[Phrase grounding data]
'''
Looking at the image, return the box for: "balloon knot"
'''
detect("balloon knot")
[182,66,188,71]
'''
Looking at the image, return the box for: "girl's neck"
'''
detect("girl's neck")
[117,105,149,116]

--

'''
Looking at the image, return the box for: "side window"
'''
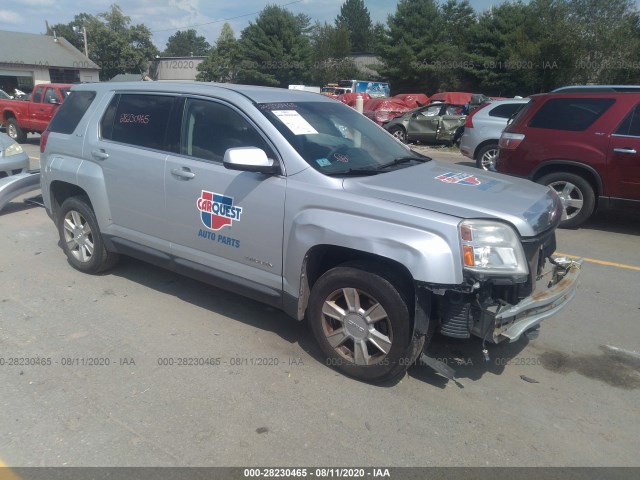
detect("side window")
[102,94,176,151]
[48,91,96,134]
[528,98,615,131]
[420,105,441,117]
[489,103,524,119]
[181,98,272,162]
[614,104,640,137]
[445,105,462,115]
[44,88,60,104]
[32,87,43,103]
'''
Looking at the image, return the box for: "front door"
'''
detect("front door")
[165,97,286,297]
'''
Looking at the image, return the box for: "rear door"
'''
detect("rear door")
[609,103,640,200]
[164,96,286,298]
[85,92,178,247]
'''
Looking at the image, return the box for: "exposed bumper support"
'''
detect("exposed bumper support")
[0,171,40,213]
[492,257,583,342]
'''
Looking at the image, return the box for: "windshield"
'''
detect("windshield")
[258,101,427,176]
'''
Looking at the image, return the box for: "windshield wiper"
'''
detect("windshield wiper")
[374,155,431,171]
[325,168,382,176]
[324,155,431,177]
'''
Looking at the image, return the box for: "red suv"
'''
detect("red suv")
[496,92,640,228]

- AIM OF THE TASK: Find the string "Looking" in the entries above. Copy each line where it occurs.

- REPLY TO THE TASK:
Looking at the image, return the box for: "balloon knot"
Looking at the image, return the box for: "girl's neck"
Looking at the image, return the box for: "side window"
Looking at the image, return the box for: "front door"
Looking at the image, return the box for: "rear door"
Looking at the image, return the box for: "exposed bumper support"
Looking at the image, return the box for: "windshield"
Looking at the image, return the box for: "windshield wiper"
Looking at the image, return the box for: "red suv"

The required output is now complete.